#### Task instructions:
Extract every line of the listing that contains the string "wall", matching case exactly, and copy each one unchanged.

#### Given records:
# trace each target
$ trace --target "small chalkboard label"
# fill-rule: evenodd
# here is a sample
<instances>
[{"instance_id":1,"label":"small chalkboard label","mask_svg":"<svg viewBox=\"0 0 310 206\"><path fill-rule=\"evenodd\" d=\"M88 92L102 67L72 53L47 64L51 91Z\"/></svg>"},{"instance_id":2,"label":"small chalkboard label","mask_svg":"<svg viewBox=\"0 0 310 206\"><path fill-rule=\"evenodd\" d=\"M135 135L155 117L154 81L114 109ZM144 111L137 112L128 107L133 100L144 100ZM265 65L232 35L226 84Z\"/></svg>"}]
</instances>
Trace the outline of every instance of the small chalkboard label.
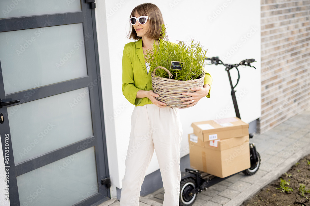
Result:
<instances>
[{"instance_id":1,"label":"small chalkboard label","mask_svg":"<svg viewBox=\"0 0 310 206\"><path fill-rule=\"evenodd\" d=\"M183 66L183 62L181 61L171 61L171 66L170 69L174 69L182 70L182 67Z\"/></svg>"}]
</instances>

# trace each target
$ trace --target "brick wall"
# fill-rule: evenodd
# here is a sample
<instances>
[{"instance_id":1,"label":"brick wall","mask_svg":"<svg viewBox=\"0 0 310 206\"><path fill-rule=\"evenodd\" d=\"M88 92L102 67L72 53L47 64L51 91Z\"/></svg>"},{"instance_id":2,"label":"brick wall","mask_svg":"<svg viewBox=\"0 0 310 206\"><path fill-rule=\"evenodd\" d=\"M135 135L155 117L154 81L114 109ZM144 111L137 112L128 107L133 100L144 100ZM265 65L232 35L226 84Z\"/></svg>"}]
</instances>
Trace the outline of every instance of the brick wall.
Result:
<instances>
[{"instance_id":1,"label":"brick wall","mask_svg":"<svg viewBox=\"0 0 310 206\"><path fill-rule=\"evenodd\" d=\"M261 0L263 133L310 106L310 0Z\"/></svg>"}]
</instances>

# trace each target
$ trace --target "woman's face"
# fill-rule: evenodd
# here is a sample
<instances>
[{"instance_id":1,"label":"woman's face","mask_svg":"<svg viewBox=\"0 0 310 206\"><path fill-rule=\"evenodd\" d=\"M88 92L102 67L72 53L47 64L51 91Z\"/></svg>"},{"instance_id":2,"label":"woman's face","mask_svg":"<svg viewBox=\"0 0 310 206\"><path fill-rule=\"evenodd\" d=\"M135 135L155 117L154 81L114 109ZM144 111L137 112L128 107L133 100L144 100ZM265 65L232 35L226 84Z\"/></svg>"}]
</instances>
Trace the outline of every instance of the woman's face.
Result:
<instances>
[{"instance_id":1,"label":"woman's face","mask_svg":"<svg viewBox=\"0 0 310 206\"><path fill-rule=\"evenodd\" d=\"M140 15L137 14L136 14L134 16L135 17L139 18ZM135 30L137 33L137 36L138 36L142 37L145 36L147 33L148 31L149 27L149 22L148 20L146 21L146 23L144 24L141 24L140 23L139 21L137 21L135 24L133 25L134 28Z\"/></svg>"}]
</instances>

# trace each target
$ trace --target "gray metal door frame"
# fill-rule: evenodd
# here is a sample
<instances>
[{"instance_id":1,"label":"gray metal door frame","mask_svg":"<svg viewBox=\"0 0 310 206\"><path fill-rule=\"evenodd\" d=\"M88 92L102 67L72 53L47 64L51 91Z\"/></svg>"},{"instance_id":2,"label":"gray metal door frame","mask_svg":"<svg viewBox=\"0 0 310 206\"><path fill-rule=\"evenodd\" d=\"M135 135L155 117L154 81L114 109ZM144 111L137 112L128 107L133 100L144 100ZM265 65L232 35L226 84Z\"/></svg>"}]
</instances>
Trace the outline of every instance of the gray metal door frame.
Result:
<instances>
[{"instance_id":1,"label":"gray metal door frame","mask_svg":"<svg viewBox=\"0 0 310 206\"><path fill-rule=\"evenodd\" d=\"M13 105L18 105L88 87L94 134L92 137L15 165L13 158L7 108L4 106L0 108L0 112L4 115L5 120L3 124L0 125L0 135L5 160L5 157L8 154L7 153L6 154L5 152L6 150L7 150L5 149L5 143L7 142L9 144L10 161L8 164L5 163L5 166L6 168L9 168L9 184L10 201L11 205L20 205L16 179L17 176L72 155L79 151L77 151L77 148L80 145L83 146L79 148L83 150L93 146L95 147L99 192L76 204L91 205L104 201L110 197L109 188L106 185L101 184L101 180L108 177L109 175L95 11L91 8L89 4L84 2L83 0L81 0L81 2L82 11L80 12L0 19L0 32L82 23L83 24L84 36L87 35L89 38L87 40L85 41L84 44L88 74L87 76L40 86L35 89L5 95L0 59L0 98L2 102L20 99L20 102ZM34 90L35 90L35 92L33 92ZM27 95L27 99L25 99L24 95L29 92L32 95L31 96ZM8 136L9 137L8 140Z\"/></svg>"}]
</instances>

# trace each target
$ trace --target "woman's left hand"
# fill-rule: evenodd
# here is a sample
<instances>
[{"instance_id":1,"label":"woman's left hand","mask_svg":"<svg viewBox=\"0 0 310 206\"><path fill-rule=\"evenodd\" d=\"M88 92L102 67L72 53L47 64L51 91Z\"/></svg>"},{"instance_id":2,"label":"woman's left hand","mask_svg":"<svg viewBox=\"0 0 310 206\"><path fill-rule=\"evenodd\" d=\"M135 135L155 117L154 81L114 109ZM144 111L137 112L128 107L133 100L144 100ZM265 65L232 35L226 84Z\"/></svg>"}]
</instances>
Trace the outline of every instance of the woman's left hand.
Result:
<instances>
[{"instance_id":1,"label":"woman's left hand","mask_svg":"<svg viewBox=\"0 0 310 206\"><path fill-rule=\"evenodd\" d=\"M190 104L187 105L187 107L193 106L197 103L199 100L204 97L208 95L210 90L210 86L208 84L205 84L203 87L200 86L194 87L191 89L194 92L183 92L182 94L186 96L191 96L190 97L184 98L181 99L183 101L188 100L187 102L183 103L183 104Z\"/></svg>"}]
</instances>

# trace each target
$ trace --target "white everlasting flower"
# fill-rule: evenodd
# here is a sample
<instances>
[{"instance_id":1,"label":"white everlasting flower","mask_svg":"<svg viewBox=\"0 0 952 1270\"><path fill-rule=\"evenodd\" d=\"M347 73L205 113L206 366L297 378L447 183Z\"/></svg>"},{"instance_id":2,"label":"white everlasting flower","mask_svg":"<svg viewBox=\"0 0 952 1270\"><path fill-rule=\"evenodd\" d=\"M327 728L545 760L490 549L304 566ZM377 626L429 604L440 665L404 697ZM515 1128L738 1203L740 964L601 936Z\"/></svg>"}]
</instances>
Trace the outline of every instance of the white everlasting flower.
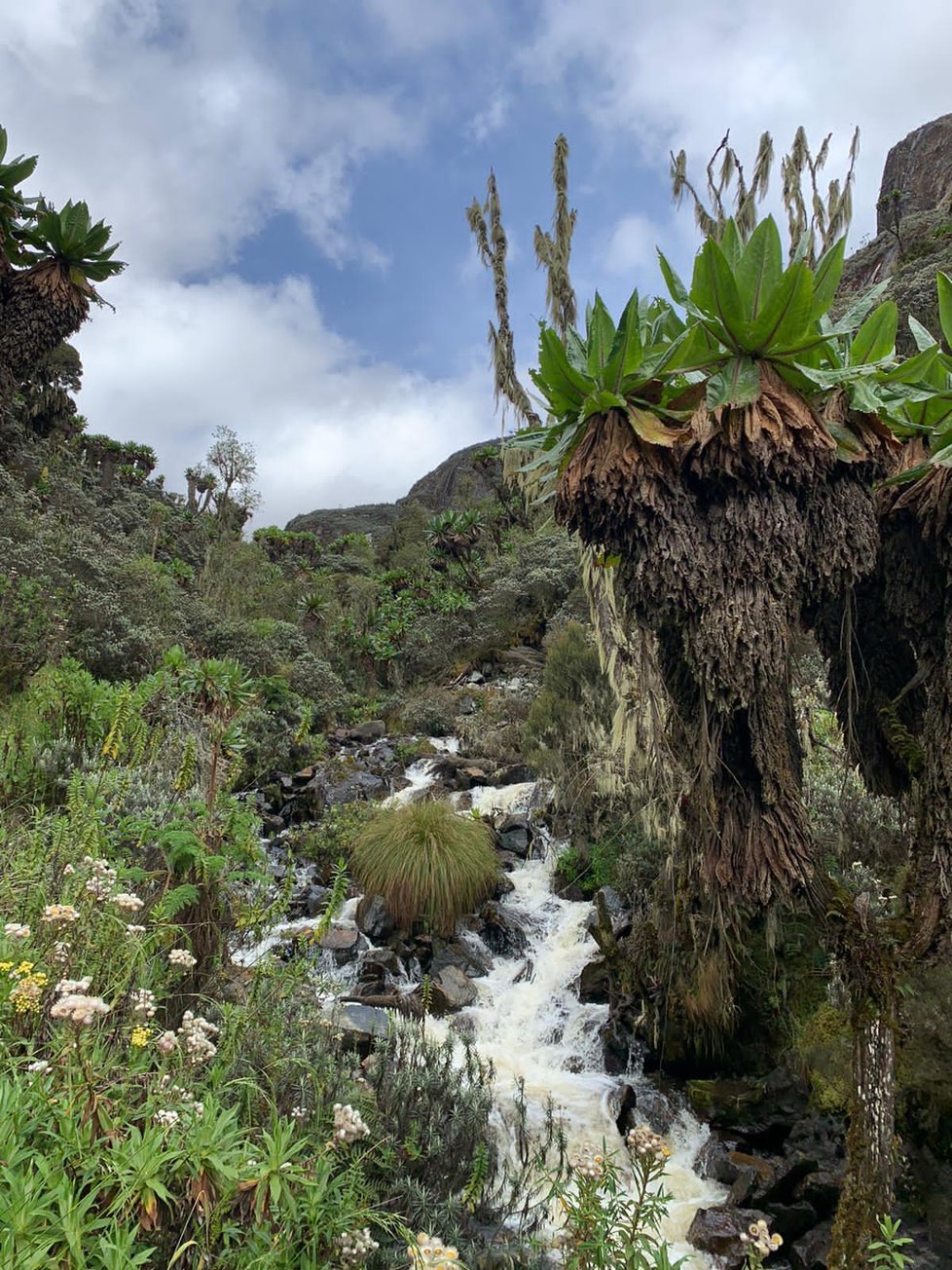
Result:
<instances>
[{"instance_id":1,"label":"white everlasting flower","mask_svg":"<svg viewBox=\"0 0 952 1270\"><path fill-rule=\"evenodd\" d=\"M349 1104L347 1106L341 1106L340 1102L334 1104L334 1138L336 1142L357 1142L358 1138L366 1138L369 1132L359 1111L354 1111Z\"/></svg>"},{"instance_id":2,"label":"white everlasting flower","mask_svg":"<svg viewBox=\"0 0 952 1270\"><path fill-rule=\"evenodd\" d=\"M53 1002L50 1007L50 1017L69 1019L72 1024L88 1026L96 1015L108 1015L109 1008L102 997L86 997L71 992Z\"/></svg>"},{"instance_id":3,"label":"white everlasting flower","mask_svg":"<svg viewBox=\"0 0 952 1270\"><path fill-rule=\"evenodd\" d=\"M117 908L124 908L127 912L135 913L140 908L143 908L146 902L131 892L121 890L118 894L110 897L110 903L116 904Z\"/></svg>"},{"instance_id":4,"label":"white everlasting flower","mask_svg":"<svg viewBox=\"0 0 952 1270\"><path fill-rule=\"evenodd\" d=\"M56 986L56 994L58 997L67 997L71 992L86 992L91 982L91 974L88 974L85 979L60 979Z\"/></svg>"},{"instance_id":5,"label":"white everlasting flower","mask_svg":"<svg viewBox=\"0 0 952 1270\"><path fill-rule=\"evenodd\" d=\"M185 1011L182 1016L179 1036L182 1036L185 1054L192 1067L198 1067L199 1063L207 1063L215 1058L218 1053L218 1046L212 1040L212 1036L217 1035L218 1029L215 1024L209 1024L207 1019L194 1015L190 1010Z\"/></svg>"}]
</instances>

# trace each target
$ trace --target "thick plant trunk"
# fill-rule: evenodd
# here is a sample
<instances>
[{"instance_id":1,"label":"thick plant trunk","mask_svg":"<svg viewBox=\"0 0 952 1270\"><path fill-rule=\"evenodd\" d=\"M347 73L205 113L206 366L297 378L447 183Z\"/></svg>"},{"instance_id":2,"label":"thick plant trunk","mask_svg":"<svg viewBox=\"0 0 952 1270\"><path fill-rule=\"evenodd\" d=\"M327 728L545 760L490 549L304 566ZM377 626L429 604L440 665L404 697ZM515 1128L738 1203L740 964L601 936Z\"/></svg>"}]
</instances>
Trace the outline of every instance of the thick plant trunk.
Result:
<instances>
[{"instance_id":1,"label":"thick plant trunk","mask_svg":"<svg viewBox=\"0 0 952 1270\"><path fill-rule=\"evenodd\" d=\"M872 940L852 950L863 958ZM878 955L877 955L878 954ZM885 950L875 964L850 966L853 1093L847 1133L847 1177L833 1224L830 1270L867 1270L877 1218L892 1205L896 1123L896 966ZM872 972L872 973L871 973Z\"/></svg>"}]
</instances>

#### Task result:
$ trace --target "brick wall"
[{"instance_id":1,"label":"brick wall","mask_svg":"<svg viewBox=\"0 0 310 206\"><path fill-rule=\"evenodd\" d=\"M88 92L102 67L72 53L47 64L51 91Z\"/></svg>"},{"instance_id":2,"label":"brick wall","mask_svg":"<svg viewBox=\"0 0 310 206\"><path fill-rule=\"evenodd\" d=\"M135 135L155 117L154 81L114 109ZM144 111L137 112L128 107L133 100L144 100ZM265 65L232 35L226 84Z\"/></svg>"}]
Trace the outline of every instance of the brick wall.
[{"instance_id":1,"label":"brick wall","mask_svg":"<svg viewBox=\"0 0 310 206\"><path fill-rule=\"evenodd\" d=\"M261 0L263 133L310 106L310 0Z\"/></svg>"}]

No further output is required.